- What to work on -
Quote the lines below word for word, with nothing changed.

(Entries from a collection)
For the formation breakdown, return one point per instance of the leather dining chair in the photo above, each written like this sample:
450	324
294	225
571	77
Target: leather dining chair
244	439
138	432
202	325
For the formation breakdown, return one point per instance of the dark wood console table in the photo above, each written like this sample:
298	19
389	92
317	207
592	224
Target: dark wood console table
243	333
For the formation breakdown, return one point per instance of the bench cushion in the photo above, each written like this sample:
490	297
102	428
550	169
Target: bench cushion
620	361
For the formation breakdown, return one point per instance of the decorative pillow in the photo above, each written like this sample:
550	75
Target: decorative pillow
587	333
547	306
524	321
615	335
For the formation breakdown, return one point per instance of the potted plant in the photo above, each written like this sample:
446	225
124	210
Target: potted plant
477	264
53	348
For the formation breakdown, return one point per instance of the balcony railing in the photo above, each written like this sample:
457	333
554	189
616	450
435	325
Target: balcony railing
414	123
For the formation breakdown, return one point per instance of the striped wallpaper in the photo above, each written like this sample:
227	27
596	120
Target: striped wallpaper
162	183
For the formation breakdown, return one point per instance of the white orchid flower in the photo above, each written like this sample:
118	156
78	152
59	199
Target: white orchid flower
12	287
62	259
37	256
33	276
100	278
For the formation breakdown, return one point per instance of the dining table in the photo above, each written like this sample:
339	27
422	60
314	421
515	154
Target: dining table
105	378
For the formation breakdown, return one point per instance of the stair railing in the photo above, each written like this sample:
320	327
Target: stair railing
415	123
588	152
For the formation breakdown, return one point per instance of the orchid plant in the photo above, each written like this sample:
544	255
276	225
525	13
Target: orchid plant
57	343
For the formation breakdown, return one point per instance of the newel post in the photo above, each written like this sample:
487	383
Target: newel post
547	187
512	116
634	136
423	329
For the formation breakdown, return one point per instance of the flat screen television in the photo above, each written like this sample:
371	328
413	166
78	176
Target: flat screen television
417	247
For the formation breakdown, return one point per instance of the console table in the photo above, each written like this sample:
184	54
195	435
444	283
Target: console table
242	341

- Finished answer -
For the formation breakdown, return one point per instance of the leather dining chair in the photo above, each written like this sample:
450	324
294	225
571	77
Target: leather dining chair
244	439
138	432
202	325
For the formation breakdown, return one point per instance of the dark wood console table in the photo above, each written like this sample:
298	19
389	92
317	207
592	224
Target: dark wood console table
243	333
For the formation breakdown, return one point per instance of the bench cushion in the photo above, each written like this sample:
490	297
102	428
550	169
Target: bench cushion
620	361
For the formation breakdown, return one point per instance of the decorative pillow in the photo above, each written like this sample:
550	75
Target: decorative pillow
587	333
547	306
524	321
615	335
For the formation breakdown, return one point per instance of the potted plant in the photo above, each written like this sample:
446	225
124	210
Target: potted plant
477	264
53	348
For the formation breakdown, return one point per instance of the balcony railing in the photo above, each written like this sample:
457	333
554	189
616	450
435	325
Target: balcony railing
414	123
For the formation breakdown, return one point per instance of the striped wallpaper in the photo above, each written like this sample:
227	27
596	120
Target: striped wallpaper
162	183
For the formation breakdown, return one point per instance of the white orchid flower in the photo above, each written like this sample:
118	156
78	152
59	199
Target: white orchid flower
12	287
62	259
37	256
33	276
100	278
For the formation breakdown, return one point per instance of the dining table in the photo above, each written like this sample:
339	27
422	60
314	421
515	154
Target: dining table
105	378
For the formation breakdown, return one point per instance of the stair railing in the photo above, each written like this sample:
320	327
Target: stair railing
415	123
588	152
For the formation breakdown, return one point per instance of the orchid plant in the photo above, each written like this sample:
544	255
276	225
525	13
Target: orchid plant
57	343
For the formation breakdown, return one point per instance of the newel post in the photo above, each written like this sample:
487	383
Target: newel post
547	187
512	116
634	136
423	329
For the formation breakdown, return one point per instance of the flat screen television in the photo above, each written like this sample:
371	328
413	166
78	176
Target: flat screen television
417	247
For the formation breakdown, return one point per instance of the console table in the photo above, each written like this sample:
184	54
195	435
444	283
Target: console table
242	341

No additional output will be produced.